Given entries:
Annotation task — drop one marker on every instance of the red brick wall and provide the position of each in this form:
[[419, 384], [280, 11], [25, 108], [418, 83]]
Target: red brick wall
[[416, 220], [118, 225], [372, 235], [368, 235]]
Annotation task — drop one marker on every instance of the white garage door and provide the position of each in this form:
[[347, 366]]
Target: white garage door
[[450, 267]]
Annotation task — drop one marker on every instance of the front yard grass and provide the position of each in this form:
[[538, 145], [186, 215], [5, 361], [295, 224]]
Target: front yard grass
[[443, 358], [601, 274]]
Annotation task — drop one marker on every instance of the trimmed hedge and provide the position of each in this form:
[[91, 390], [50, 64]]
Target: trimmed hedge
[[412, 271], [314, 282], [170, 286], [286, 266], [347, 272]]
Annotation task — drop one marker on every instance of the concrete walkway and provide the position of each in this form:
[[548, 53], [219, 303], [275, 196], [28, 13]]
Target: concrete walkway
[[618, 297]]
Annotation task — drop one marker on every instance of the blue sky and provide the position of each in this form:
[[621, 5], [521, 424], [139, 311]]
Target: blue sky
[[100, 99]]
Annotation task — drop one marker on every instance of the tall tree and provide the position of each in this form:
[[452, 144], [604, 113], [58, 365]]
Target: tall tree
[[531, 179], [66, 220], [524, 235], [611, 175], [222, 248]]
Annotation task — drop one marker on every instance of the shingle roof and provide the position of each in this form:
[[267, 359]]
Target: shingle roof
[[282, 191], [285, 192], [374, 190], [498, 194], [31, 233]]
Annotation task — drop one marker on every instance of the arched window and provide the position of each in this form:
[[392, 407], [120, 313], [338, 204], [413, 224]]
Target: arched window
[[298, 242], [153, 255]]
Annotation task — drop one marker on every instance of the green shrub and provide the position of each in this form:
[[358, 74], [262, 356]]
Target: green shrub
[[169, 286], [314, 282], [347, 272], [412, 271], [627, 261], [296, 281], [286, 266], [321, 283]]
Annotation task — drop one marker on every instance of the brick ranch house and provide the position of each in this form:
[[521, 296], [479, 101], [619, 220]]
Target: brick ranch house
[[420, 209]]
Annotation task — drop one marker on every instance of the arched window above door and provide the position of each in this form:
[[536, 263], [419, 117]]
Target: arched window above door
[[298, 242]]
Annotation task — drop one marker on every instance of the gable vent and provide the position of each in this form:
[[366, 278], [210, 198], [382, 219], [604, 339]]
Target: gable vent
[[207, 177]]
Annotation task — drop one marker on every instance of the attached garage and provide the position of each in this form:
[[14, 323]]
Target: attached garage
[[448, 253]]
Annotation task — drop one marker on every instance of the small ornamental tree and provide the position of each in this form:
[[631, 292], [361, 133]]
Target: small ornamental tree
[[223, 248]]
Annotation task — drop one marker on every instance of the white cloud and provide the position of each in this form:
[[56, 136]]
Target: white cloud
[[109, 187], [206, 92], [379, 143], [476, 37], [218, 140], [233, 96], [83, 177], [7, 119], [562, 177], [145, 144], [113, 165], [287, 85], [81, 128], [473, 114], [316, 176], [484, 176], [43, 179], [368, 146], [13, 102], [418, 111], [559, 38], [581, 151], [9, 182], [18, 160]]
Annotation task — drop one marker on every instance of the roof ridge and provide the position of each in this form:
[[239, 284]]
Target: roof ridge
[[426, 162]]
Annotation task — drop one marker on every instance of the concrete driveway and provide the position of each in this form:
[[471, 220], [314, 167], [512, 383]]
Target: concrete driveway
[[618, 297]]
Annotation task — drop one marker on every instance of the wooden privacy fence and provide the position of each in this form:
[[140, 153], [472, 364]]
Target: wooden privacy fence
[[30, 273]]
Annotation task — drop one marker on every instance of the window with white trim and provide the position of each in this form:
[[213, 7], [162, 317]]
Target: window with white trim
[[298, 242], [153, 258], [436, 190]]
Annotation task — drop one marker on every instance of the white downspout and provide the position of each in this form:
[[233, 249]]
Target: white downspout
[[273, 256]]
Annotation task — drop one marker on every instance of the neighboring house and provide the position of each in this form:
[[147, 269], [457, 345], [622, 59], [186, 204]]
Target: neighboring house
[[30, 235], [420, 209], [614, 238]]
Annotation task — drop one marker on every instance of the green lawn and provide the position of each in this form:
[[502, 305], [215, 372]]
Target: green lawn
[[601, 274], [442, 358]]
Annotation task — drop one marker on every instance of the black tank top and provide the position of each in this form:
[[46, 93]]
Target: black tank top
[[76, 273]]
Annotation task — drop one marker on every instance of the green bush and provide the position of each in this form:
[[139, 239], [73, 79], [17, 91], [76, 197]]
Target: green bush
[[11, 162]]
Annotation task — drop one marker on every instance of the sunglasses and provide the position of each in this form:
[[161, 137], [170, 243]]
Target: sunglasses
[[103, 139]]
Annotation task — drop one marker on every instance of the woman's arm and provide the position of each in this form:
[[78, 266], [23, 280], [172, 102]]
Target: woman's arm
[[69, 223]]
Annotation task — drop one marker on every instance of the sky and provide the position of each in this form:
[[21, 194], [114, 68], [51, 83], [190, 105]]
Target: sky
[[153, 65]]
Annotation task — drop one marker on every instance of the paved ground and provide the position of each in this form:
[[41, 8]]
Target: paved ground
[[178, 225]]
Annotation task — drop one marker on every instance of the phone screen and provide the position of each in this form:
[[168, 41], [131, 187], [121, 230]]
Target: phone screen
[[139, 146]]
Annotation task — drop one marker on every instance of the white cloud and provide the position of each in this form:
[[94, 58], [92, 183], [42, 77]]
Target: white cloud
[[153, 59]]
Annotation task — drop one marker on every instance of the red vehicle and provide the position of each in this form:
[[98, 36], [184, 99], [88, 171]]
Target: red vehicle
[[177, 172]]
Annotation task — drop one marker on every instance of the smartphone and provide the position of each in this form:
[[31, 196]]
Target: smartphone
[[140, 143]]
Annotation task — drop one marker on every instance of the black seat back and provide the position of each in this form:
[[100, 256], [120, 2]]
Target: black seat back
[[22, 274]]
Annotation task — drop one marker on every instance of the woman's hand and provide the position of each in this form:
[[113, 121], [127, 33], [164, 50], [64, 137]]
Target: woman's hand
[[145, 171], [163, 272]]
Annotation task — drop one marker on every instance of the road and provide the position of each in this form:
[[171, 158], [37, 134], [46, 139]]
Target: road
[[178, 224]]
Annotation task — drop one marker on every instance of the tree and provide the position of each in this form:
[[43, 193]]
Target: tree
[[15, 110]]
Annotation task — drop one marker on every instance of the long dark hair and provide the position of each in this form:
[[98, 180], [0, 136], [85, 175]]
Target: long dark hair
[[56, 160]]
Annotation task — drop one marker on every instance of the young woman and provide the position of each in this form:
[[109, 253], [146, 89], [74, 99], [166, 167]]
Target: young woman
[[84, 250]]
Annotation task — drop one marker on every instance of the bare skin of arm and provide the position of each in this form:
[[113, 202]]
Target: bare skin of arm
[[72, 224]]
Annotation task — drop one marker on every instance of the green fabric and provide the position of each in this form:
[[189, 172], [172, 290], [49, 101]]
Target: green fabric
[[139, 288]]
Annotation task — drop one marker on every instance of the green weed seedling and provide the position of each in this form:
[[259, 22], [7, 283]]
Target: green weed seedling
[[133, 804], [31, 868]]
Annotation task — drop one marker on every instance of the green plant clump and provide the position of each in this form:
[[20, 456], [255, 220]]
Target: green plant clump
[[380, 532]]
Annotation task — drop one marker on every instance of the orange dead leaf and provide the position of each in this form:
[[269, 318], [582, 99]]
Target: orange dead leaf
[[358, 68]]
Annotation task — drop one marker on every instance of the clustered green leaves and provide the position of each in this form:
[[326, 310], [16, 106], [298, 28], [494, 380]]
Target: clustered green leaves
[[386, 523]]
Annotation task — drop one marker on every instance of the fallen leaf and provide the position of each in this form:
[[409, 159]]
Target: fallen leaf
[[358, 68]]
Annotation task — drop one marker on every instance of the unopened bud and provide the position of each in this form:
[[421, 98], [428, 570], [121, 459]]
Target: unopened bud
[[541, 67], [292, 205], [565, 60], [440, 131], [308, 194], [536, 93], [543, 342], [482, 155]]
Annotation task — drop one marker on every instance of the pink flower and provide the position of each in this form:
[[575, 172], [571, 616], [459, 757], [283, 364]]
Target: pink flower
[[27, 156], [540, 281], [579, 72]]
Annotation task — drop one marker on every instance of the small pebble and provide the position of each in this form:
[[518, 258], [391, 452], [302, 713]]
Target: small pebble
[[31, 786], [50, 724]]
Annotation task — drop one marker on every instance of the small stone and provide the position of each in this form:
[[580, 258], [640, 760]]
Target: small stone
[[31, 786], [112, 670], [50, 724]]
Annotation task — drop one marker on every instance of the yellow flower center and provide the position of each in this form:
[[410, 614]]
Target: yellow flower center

Exercise prompt: Rewrite the data as a numbered list with blank lines omitted, starting at the line that contains "the green plant" and stopping after the line that contains "[[386, 523]]".

Exercise solution:
1. Annotation task — drop one marker on every instance of the green plant clump and provide the position of each in this form:
2. [[20, 456], [255, 220]]
3. Target: green plant clump
4. [[380, 532]]
5. Annotation task — drop one marker on every instance of the orange dead leaf and provide the position of each in this form:
6. [[269, 318], [582, 99]]
7. Target: orange dead leaf
8. [[358, 68]]
9. Annotation task — drop one marker on every instance of the clustered green leaves and provide the position of each in this form:
10. [[326, 310], [16, 106], [298, 28], [494, 380]]
11. Target: clustered green leaves
12. [[386, 523]]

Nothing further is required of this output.